• [DOCUMENT TEXT]
::::::::::

Add 32bit EFI support on x86_64 hardware
Intel Atom Z3735F based windows 8/10 tablets are now sold extremely cheap, unsupported by newer windows releases, but still pretty nice platforms. Unfortunately they run 32bit EFI on a 64bit processor, which prevents the current Native EFI image from booting.
The clonezilla-based native installer works perfectly, but the installed image lacks 32bit EFI support for grub.
I was able to boot the installed system by copying clonezilla's grub, i386-efi modules, kernel, and initrd into the FAT32 partition, and setting a grub.cfg accordingly. Too much of a hack to release, though.
@lhartmann Many thanks for your request.
Please see: #1531
Just to be sure, is really the i386 version of kernel and initrd required? I.e. is boot broken if you install/reconfigure linux-image-amd64 and/or run update-initramfs -u? This would mean that the system itself runs as i386, e.g. uname -m shows this?
- This would then mean that we cannot add support for this.
From what I see, the grub-efi-ia32 packages can be installed on amd64/x86_64 systems, hence package dependency-wise do not require an i386 kernel or initrd.
- In this case, support would be thinkable, either via separate image or via selection in Clonezilla installer. If there is a reliable way to auto-detect if a system runs with x64 or x32 EFI, that could be even automated.
Ok, I got things a little bit cleaner now, DietPi minimal install is running just about perfect.
- Installed DietPi normally, via clonezilla-based tool, to an external SD (not the internal eMMC).
- Built 32bit EFI grub following this tutorial on my desktop.
- Copied resulting
bootia32.efito the EFI partition. - Copied resulting
*.modto/boot/grub/ia32-efi/*.mod. - Created a 1.5GB swap partition, otherwise first-run wizard breaks in cryptic ways due to lack of memory (1GB only on my system).
- Copied
(hd0,gpt1)/EFI/debian/grub.cfgto(hd0,gpt1)/boot/grub/grub.efi, because I do not know the right way to make grub find it's config.
Kernel, initrd and everything else unchanged.
As far as I can tell, both 32 and 64 bit versions of grub can coexist in the file system. lubuntu, clonezilla and debian-multiarch have that.
root@DietPi:~# uname -a
Linux DietPi 4.19.0-8-amd64 #1 SMP Debian 4.19.98-1 (2020-01-26) x86_64 GNU/Linux
@lhartmann Indeed then it should be possible to simply install the i386 grub EFI packages on the initial image before wrapping it into the Clonezilla installer. The hardware seems to grab the right matching one then automatically. I'll do that with the next image.

::::::::::

• [THE DATA]
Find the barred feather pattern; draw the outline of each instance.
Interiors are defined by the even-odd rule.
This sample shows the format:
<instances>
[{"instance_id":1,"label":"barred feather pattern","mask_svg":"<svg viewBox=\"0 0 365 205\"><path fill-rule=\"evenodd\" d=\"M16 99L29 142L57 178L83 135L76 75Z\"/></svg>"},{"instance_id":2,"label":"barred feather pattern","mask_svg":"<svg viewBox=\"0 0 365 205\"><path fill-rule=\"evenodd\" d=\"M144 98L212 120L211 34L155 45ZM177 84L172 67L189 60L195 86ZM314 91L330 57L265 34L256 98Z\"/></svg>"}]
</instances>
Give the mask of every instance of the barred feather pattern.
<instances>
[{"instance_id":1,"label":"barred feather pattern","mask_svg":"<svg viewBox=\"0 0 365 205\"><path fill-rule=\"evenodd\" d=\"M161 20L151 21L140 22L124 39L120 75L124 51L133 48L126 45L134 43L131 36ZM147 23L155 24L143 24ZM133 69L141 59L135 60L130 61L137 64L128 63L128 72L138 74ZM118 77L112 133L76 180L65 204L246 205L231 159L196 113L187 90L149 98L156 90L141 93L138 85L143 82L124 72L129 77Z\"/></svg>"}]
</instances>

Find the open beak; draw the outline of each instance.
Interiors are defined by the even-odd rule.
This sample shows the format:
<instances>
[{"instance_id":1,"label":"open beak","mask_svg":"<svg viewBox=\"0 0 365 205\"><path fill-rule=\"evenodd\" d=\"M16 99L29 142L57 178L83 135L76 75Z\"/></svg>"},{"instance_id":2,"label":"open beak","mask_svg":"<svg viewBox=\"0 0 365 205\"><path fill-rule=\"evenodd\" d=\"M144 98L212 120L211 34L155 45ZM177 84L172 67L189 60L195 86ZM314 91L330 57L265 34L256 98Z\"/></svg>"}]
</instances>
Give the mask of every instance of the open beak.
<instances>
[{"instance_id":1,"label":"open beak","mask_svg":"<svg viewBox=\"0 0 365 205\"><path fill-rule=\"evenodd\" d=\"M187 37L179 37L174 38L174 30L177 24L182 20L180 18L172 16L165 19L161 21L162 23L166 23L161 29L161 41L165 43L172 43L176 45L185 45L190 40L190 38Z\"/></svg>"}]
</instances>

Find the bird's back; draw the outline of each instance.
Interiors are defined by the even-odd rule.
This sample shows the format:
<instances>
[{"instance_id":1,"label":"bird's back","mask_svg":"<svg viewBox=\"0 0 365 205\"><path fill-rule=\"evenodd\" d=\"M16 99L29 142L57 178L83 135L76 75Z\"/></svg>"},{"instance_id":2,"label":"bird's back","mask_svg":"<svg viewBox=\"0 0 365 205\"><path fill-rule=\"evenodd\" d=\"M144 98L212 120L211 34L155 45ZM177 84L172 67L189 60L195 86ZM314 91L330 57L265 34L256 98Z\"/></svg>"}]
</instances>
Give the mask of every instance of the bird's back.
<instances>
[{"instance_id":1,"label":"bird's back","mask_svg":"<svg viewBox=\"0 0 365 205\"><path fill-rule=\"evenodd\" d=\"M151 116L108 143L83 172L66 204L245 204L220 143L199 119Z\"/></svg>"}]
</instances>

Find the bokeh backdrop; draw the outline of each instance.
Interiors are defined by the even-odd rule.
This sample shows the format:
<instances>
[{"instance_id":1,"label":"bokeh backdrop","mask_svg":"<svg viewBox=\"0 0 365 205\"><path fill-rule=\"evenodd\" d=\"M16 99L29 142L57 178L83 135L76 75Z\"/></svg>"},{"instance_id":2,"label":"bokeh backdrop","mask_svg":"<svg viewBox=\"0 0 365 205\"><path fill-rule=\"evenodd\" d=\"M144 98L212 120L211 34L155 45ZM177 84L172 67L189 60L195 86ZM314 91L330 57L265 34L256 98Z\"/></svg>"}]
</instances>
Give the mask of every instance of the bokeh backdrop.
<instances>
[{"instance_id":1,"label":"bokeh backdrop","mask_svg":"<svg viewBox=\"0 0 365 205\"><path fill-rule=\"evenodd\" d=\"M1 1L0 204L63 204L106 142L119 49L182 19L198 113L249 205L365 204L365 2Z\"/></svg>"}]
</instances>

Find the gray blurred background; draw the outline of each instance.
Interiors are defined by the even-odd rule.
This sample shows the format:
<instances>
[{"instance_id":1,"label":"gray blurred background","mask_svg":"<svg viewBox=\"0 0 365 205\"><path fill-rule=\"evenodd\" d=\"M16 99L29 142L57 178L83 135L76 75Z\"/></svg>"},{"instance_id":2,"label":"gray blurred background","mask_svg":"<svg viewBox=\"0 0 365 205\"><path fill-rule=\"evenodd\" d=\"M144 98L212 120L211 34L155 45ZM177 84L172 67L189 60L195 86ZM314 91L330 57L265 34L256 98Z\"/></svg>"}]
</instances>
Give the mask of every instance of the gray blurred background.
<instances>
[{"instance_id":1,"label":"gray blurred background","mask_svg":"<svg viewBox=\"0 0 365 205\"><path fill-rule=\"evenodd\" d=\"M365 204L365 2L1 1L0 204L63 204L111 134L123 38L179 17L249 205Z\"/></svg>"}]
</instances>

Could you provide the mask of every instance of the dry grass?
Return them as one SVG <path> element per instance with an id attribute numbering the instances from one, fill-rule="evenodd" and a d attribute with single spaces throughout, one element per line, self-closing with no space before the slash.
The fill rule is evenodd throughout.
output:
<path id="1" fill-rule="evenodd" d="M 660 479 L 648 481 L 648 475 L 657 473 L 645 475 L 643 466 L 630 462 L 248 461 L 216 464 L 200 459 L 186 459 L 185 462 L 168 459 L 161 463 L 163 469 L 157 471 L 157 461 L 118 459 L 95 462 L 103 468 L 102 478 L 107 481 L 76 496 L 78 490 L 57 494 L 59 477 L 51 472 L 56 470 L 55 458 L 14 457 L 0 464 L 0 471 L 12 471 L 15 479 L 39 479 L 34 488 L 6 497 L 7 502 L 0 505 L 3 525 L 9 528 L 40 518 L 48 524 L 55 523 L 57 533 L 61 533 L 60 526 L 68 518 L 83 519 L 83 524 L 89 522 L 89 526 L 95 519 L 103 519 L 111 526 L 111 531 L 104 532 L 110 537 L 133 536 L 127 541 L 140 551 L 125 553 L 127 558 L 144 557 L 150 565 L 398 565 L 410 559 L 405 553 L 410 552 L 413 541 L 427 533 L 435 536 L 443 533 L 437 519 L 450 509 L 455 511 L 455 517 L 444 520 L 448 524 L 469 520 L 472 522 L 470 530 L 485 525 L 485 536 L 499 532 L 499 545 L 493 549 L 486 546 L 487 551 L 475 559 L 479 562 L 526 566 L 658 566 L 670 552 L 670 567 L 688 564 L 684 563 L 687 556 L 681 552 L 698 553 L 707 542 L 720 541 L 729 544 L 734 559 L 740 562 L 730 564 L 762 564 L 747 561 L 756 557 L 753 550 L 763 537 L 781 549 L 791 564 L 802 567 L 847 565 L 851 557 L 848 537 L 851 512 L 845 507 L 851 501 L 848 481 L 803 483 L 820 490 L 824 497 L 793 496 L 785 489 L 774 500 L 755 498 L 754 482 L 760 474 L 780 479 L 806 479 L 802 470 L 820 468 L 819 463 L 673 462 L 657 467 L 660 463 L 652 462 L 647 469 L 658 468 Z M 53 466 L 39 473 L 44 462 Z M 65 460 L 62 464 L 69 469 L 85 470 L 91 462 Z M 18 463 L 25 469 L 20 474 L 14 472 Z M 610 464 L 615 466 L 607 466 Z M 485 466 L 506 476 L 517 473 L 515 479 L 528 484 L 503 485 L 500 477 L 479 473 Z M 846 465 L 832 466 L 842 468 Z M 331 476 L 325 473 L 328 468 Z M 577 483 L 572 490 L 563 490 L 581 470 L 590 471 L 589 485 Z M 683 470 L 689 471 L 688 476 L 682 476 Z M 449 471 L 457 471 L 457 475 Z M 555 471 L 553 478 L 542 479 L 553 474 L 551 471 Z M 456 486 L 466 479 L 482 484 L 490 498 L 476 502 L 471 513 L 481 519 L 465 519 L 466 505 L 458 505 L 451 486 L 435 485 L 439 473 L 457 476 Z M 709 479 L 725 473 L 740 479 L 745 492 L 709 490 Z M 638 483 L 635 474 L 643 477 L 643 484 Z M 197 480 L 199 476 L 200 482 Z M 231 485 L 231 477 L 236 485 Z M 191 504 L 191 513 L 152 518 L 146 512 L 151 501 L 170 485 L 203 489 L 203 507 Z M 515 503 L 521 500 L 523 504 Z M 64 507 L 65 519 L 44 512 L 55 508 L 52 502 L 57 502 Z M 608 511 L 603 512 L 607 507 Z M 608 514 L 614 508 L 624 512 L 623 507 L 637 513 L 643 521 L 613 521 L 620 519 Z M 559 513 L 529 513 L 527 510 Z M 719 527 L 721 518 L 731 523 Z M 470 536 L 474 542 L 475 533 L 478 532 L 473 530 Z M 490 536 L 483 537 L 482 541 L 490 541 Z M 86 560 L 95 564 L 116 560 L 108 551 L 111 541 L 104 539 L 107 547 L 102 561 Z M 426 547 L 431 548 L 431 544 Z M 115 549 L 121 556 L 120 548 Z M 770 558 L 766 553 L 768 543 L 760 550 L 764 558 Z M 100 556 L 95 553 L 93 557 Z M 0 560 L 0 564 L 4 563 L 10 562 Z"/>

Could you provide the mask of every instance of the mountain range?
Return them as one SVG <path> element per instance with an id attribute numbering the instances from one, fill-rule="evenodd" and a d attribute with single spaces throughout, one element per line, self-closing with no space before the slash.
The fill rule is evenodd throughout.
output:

::::::::::

In the text on adding 32bit EFI support, what size of swap partition was created, and what happened without it?

• [EXPECTED OUTPUT] A 1.5GB swap partition was created, because without it the first-run wizard breaks in cryptic ways due to lack of memory.